Aim of the task:
According to the text on generative models, what two issues stand in the way of learning a model that approximates the true data distribution?

Table of Contents

1. Motivation

We assume that there is a true data distribution \(p_{data}(x)\), which is only accessible through \(\lbrace x_1, x_2, ..., x_N \rbrace\) that are sampled from \(p_{data}(x)\). The goal of generative models is to find an approximation of \(p_{data}(x)\):

\[p_{\theta}(x) \approx p_{data}(x).\]

A generative model is composed of its architecture and its parameter \(\theta\). The architecture reflects people’s thought on how \(p_{data}(x)\) looks like. Parameter \(\theta\) determines remaining things. There are many applications of generative models including:

  • generation of new samples
  • abnormal detection, outlier detection
  • denoising, missing value completion

2. Learning

As written in Section 1, the goal is to learn \(p_{\theta}(x)\) that approximates \(p_{data}(x)\). There are two issues to achieve this goal.

  • Issue 1: \(p_{data}(x)\) is unknown
  • Issue 2: It is unclear how to measure the “distance” between \(p_{data}(x)\) and \(p_{\theta}(x)\).

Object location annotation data
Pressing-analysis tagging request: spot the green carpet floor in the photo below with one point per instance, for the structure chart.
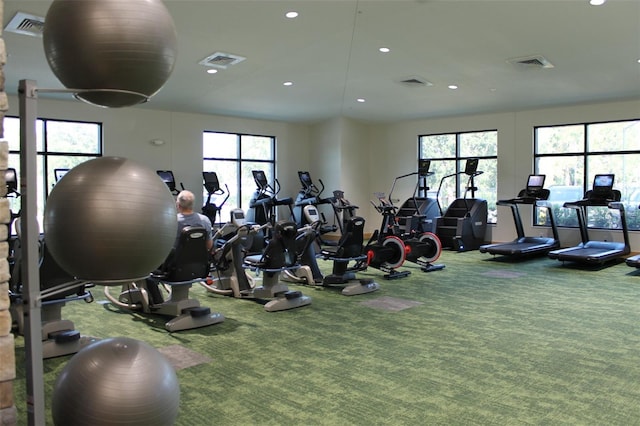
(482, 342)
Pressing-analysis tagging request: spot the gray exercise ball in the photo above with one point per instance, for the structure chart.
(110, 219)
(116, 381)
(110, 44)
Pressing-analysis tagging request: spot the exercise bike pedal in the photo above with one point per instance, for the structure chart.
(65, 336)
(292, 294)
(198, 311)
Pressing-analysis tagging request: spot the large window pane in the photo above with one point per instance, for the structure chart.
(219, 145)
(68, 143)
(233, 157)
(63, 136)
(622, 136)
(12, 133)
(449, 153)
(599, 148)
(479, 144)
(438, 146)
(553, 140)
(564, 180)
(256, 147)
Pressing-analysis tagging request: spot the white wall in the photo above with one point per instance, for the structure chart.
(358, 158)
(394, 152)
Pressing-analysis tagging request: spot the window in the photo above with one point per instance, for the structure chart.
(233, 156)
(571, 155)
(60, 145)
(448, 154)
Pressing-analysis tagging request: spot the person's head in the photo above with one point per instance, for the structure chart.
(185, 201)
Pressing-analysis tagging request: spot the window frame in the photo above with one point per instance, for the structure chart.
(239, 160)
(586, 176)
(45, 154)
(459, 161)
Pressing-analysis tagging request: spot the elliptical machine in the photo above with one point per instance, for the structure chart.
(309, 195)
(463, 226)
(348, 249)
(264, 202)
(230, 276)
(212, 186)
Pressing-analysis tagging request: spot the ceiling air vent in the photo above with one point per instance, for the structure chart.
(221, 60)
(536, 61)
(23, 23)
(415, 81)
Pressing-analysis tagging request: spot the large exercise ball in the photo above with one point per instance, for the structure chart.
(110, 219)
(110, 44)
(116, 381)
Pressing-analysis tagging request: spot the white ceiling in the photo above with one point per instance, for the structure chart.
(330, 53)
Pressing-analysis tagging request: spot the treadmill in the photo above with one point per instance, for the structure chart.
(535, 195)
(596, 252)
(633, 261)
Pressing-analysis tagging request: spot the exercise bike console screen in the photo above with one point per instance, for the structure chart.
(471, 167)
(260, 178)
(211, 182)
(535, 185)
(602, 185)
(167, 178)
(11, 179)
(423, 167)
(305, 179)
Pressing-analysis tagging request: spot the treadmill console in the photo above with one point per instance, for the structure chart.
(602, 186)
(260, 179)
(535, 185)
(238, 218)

...

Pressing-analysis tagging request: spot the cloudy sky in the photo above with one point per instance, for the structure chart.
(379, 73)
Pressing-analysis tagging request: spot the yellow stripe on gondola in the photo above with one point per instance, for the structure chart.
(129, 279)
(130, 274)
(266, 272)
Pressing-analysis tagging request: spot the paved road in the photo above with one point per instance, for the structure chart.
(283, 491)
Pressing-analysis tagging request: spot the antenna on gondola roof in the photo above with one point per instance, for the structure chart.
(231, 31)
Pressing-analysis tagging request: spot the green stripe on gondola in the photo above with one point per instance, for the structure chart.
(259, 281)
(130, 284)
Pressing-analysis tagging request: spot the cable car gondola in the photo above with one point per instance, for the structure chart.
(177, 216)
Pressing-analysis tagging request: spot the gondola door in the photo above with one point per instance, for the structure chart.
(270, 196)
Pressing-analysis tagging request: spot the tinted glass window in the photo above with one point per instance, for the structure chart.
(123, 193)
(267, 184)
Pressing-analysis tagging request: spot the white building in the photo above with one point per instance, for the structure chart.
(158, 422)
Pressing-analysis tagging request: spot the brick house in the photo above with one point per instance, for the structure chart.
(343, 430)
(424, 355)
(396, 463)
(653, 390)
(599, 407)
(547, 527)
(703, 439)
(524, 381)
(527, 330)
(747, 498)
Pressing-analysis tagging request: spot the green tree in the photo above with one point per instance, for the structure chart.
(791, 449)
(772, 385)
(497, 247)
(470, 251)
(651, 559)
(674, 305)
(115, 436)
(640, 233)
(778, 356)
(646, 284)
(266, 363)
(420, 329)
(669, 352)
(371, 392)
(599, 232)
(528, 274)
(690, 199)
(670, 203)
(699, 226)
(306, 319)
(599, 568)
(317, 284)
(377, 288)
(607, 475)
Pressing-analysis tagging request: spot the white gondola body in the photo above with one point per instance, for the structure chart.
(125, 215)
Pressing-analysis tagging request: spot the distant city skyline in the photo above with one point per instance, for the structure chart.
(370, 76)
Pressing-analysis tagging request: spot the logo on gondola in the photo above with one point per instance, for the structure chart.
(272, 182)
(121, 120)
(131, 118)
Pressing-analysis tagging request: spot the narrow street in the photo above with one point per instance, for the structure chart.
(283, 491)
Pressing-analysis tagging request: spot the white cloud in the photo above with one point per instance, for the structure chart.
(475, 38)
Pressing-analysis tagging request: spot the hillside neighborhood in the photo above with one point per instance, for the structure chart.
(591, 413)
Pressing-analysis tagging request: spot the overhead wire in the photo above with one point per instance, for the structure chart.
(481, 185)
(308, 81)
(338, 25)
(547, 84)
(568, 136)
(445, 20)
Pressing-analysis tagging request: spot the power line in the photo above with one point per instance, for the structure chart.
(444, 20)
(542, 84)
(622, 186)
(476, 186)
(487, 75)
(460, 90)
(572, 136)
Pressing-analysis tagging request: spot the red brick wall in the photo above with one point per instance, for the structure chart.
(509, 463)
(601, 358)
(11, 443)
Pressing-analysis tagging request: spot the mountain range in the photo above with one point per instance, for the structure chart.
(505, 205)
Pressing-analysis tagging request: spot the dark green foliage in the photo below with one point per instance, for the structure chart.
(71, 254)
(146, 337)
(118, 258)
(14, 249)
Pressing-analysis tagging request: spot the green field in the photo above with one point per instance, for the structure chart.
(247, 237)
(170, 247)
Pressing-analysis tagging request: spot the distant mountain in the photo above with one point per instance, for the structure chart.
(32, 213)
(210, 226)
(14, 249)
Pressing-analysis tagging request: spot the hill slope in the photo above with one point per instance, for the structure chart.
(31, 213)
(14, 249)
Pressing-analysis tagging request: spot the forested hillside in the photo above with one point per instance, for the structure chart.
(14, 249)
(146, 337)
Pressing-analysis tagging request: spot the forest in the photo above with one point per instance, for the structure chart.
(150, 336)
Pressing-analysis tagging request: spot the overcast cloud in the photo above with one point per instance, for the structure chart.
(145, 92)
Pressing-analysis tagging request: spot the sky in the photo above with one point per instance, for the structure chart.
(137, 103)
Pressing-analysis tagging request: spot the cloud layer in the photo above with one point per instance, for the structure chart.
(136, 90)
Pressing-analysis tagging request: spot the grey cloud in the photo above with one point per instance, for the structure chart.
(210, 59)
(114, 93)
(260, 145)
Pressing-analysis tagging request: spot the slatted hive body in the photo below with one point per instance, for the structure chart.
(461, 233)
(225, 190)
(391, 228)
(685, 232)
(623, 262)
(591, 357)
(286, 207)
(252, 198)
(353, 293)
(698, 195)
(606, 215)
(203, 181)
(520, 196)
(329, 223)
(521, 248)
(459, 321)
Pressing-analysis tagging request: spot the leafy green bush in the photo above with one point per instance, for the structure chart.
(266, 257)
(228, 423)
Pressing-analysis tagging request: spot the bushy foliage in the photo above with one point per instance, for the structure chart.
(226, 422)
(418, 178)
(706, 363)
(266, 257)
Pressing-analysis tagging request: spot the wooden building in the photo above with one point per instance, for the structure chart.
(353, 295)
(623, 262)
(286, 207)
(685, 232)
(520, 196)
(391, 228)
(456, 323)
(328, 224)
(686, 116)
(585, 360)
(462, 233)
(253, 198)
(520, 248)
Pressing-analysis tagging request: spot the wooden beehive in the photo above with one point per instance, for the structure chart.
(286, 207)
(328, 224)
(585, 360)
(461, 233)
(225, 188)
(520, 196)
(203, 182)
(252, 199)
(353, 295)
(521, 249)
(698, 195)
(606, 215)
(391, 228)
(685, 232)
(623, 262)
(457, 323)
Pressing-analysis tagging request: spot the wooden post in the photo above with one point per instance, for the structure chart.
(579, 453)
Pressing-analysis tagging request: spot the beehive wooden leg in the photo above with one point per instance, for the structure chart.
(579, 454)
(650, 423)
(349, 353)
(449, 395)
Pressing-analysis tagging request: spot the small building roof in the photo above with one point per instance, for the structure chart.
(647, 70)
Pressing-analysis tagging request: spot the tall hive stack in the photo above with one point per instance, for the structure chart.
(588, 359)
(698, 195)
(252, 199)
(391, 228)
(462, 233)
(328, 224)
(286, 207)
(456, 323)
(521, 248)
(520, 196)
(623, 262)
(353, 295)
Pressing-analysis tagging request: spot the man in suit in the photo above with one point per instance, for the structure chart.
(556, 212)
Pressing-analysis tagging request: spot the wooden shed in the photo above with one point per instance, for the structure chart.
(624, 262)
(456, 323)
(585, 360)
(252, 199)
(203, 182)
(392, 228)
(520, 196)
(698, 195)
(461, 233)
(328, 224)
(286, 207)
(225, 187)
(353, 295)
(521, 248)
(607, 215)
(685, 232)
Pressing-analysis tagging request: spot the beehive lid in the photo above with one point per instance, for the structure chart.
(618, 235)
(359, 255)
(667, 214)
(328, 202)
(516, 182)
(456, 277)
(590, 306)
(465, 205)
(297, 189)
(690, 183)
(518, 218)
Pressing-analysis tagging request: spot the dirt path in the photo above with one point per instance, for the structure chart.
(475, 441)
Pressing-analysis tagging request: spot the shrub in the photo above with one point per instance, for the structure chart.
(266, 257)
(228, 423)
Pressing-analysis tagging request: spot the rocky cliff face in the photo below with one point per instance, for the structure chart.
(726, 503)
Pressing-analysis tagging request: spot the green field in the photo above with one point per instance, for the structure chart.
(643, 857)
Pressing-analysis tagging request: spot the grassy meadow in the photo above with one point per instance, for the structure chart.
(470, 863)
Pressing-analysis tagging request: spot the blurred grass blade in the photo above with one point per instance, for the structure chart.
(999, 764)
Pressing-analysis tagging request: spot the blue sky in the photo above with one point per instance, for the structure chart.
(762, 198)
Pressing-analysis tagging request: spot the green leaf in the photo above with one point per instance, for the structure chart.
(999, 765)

--

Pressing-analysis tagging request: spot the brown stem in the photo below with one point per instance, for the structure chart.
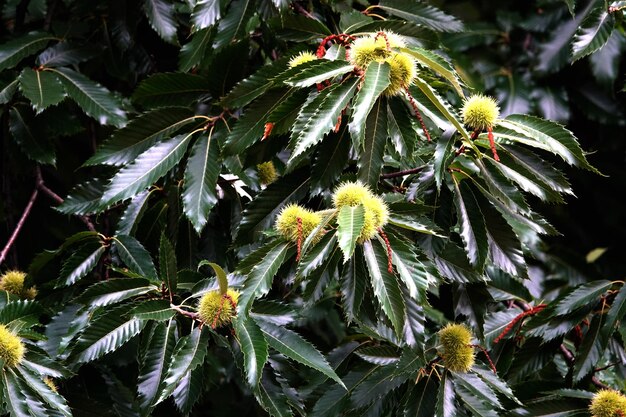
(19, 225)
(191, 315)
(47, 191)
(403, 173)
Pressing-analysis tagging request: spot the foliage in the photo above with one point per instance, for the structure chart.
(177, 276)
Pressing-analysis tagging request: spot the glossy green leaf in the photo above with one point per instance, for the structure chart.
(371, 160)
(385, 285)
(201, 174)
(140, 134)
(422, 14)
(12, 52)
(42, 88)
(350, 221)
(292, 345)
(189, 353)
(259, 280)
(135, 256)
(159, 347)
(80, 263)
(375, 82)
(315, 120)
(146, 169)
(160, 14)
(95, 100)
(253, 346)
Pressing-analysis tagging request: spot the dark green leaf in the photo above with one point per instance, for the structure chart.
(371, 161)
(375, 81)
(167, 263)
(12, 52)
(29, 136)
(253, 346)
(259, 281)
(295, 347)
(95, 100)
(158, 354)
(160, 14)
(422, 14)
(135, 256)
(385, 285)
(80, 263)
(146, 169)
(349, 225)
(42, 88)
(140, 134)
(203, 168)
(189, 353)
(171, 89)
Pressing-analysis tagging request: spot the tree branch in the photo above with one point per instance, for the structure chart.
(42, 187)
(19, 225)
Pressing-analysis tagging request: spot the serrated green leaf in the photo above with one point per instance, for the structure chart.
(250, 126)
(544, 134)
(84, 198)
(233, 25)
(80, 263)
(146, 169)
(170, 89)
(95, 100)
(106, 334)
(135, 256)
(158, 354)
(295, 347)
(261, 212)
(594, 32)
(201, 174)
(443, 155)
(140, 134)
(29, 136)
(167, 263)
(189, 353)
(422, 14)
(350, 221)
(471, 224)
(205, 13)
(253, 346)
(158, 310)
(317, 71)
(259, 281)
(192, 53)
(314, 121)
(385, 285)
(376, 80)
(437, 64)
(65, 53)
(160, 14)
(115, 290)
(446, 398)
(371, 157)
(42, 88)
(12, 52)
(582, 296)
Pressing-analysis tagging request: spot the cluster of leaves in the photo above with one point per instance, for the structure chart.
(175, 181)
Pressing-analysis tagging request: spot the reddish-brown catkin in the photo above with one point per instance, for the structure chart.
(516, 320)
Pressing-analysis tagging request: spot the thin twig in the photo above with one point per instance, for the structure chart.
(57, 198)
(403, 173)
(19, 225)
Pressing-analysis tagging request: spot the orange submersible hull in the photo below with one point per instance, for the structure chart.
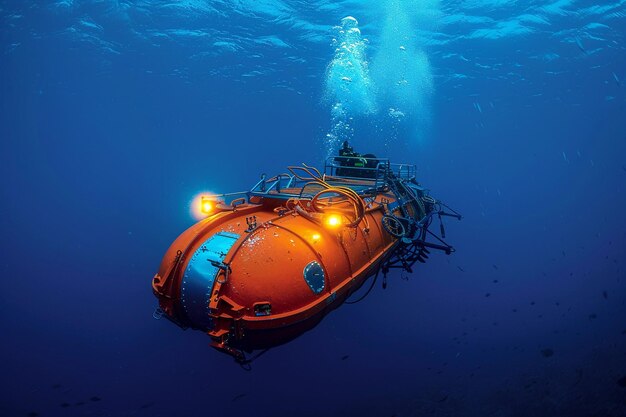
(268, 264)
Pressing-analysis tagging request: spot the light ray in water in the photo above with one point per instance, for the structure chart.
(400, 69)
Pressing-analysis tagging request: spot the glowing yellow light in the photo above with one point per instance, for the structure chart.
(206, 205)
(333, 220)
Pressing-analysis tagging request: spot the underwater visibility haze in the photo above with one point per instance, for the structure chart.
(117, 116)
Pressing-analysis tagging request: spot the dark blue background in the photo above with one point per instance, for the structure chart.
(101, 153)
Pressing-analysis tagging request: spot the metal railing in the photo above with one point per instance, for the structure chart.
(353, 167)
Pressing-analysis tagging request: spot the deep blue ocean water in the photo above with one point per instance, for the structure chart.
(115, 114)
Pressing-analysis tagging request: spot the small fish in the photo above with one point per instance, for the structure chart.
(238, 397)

Answer in full:
The true data distribution p_data(x) is unknown, and it is unclear how to measure the "distance" between p_data(x) and p_θ(x).